(Beginning of GIVEN PASSAGE)

Of course, many runners see winter-like weather throughout March and April. Yes, it is cold. Snow does cover the ground. But, for official weather standards those March and April snowy events are recorded as spring snowfalls.

Despite February’s short run, there are several memorable events associated with our second month during my lengthy running odyssey. Late winter is a great time to look back and reflect on our intriguing running past.

February 2018 found me running in shorts on many mornings. My very first February run was on a nice 42-degree morning. Of course, it’s still winter. The next morning was 16 F.

Nonetheless, I had 13 February 2018 mornings with temperatures at 32 F. or better. There were also eight mornings with outside running temperatures at 40 F. or warmer. Those were superb running mornings. Clearly, winter was ending. We would see an early spring.

However, this was not the case. March and April were snowy cold. Winter-like weather would not end. Thank goodness for my ice and snow spikes.

I actually raked the debris out of my yard during February’s final 2018 days. I also swept the lose anti-skid material from the street. Many neighbors were out working on this same task.

Those final February days were warm and sunny. I raked all the thatch and debris from my yard. I also applied lime to neutralize all the winter road salt.

I had no idea shoveling snow would resume in a week. I thought an early spring was graciously enveloping our region. Nah! It was not to be.

(End of GIVEN PASSAGE)

WHAT YOU WILL DO:
Continue the reflection on February running weather, picking up after its final sentence. The entries that follow have no connection to the reflection on February running weather.

(Beginning of RECORDED INFORMATION)

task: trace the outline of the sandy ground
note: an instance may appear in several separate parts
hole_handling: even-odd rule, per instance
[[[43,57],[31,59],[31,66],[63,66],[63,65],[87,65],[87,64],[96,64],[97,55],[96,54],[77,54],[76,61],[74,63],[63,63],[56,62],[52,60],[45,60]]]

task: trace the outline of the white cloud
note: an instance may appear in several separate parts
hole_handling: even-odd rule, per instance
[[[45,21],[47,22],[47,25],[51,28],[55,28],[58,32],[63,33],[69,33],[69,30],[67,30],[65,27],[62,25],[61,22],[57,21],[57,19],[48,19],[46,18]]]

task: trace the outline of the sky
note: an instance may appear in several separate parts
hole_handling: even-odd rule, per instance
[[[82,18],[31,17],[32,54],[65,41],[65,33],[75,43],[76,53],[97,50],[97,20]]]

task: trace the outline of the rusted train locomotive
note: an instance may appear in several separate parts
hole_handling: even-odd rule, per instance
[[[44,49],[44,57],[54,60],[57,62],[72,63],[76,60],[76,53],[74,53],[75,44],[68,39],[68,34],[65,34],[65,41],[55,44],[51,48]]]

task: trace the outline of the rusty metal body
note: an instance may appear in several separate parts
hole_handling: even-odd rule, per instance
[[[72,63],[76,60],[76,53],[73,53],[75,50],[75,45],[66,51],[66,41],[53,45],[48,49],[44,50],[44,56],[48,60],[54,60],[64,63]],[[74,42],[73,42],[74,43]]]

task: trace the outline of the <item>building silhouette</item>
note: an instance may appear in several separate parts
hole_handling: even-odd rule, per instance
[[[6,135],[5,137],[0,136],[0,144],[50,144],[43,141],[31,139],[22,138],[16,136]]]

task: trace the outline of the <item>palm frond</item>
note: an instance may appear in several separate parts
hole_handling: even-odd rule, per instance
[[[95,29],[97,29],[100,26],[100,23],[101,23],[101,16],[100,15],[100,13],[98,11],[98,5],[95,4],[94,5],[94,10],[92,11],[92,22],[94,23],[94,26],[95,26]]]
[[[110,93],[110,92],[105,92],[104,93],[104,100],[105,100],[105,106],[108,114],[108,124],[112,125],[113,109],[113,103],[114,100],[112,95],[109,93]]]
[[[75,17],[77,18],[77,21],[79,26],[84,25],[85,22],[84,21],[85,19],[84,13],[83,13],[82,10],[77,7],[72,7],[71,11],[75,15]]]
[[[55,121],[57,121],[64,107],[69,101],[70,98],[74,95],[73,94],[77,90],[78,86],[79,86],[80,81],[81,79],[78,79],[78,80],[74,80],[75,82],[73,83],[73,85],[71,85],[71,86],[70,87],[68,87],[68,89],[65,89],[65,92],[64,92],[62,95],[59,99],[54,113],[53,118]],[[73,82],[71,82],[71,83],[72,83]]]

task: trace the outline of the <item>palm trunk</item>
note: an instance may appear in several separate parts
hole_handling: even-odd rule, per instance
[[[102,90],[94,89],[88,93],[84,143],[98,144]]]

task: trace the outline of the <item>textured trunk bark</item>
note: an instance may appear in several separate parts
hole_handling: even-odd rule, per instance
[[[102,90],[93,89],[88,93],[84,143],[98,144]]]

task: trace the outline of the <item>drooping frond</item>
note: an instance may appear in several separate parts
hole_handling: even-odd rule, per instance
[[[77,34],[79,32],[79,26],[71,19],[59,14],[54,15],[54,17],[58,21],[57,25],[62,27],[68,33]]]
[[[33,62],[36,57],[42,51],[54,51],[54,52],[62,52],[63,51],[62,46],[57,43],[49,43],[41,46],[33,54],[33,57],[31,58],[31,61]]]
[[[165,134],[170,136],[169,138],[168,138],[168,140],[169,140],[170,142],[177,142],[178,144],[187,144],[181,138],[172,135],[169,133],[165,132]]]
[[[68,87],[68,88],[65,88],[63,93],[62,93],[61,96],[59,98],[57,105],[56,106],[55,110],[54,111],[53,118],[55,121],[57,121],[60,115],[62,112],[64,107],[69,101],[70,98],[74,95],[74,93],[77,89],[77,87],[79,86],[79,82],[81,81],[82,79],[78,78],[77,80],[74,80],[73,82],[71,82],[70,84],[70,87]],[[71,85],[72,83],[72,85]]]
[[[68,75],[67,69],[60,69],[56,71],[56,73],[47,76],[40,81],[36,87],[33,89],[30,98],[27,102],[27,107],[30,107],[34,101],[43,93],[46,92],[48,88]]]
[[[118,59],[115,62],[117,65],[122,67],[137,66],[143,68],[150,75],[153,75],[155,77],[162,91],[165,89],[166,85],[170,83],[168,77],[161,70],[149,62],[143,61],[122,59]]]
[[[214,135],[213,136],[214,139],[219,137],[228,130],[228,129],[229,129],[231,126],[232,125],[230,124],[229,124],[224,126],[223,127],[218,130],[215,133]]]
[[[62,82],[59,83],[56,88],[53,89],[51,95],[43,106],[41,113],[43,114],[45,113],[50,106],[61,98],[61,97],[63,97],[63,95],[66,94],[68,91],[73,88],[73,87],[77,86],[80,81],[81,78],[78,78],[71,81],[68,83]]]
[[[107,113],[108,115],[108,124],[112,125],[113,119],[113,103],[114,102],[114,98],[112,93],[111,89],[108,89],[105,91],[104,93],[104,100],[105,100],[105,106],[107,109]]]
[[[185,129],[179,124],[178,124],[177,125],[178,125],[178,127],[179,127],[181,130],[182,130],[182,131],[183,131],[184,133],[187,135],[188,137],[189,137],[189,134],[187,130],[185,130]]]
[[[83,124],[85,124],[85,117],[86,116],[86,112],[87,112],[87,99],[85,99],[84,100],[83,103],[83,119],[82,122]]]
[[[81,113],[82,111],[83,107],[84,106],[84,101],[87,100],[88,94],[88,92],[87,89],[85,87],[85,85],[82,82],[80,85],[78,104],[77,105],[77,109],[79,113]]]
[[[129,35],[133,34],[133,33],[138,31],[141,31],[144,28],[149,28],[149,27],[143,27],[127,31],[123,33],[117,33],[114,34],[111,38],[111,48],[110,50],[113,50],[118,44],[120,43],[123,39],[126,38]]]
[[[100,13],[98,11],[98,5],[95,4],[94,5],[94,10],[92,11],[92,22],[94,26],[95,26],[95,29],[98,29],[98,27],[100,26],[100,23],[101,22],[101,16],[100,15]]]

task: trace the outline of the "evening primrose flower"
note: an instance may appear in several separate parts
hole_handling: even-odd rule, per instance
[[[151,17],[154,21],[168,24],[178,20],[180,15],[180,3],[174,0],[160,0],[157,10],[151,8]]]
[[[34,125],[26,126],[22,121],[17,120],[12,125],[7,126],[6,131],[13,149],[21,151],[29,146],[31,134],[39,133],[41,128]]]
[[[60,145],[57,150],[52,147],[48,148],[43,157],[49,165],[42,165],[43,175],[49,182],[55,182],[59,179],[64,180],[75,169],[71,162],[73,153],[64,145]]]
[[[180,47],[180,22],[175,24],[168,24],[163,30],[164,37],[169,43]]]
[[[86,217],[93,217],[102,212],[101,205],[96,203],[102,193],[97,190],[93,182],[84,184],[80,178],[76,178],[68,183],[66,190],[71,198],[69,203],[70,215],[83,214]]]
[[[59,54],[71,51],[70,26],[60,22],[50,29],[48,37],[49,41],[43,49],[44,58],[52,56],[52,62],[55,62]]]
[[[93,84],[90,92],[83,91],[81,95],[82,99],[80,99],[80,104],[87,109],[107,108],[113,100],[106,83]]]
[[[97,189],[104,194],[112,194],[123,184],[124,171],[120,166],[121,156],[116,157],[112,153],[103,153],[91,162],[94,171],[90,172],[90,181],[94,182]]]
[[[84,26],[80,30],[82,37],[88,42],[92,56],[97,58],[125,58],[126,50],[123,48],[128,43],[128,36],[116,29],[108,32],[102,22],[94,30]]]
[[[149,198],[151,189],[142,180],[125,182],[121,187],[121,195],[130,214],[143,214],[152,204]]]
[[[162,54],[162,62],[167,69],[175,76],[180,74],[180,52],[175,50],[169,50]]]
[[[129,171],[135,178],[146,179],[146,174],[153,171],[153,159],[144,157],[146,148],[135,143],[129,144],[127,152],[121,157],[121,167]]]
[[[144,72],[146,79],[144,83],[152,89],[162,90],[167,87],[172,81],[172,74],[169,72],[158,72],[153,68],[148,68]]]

(End of RECORDED INFORMATION)

TASK OUTPUT:
My winter months were a time for base building. Base building is where the runner concentrates on weekly mileage foregoing any road racing. Basically it was a time for healing injuries while getting stronger and faster. I skip racing in December, January, and February.

My road-racing legs were ready once we reached March. Now, over the years I did occasionally race in December and January. These winter races numbered only a handful.

I checked my race book. I ran just one February road race. The race occurred on February 28, 1982. This race was the 6th Annual Spring Thaw Marathon. The marathon was held in Pittsburgh’s North Park.

It was a unique race. We ran a mile segment than circled the park lake five times. Various spotters were on the course tracking the runners. I wore my Windber Striders singlet over my running shirt. Of course, I heard continually,  “Nice run Windber!”

I remember that race day as cool but not cold. I did run in shorts with gloves and a tossel cap. I ran a comfortable pace. I placed 29th in 2:51:58. Now think about that time for a minute. I was 29th. All 29 of us finished under three hours. Plus, there were several other runners finishing behind me also under three hours. That’s not bad for a smaller regional marathon.

I had two notable February runs. The first was February 26, 1978. This date is important because it began a 24-year running streak. That’s 8,854 straight running days. I was weeks away from my 25th birthday. I was 49 when this streak ended in 2002. Of course, I began a new running streak once those physical issues were addressed and corrected.

I remain very proud of that running achievement. There never was any monetary value or a trophy attached to that long consecutive run. This run streak was personal. I ran for me.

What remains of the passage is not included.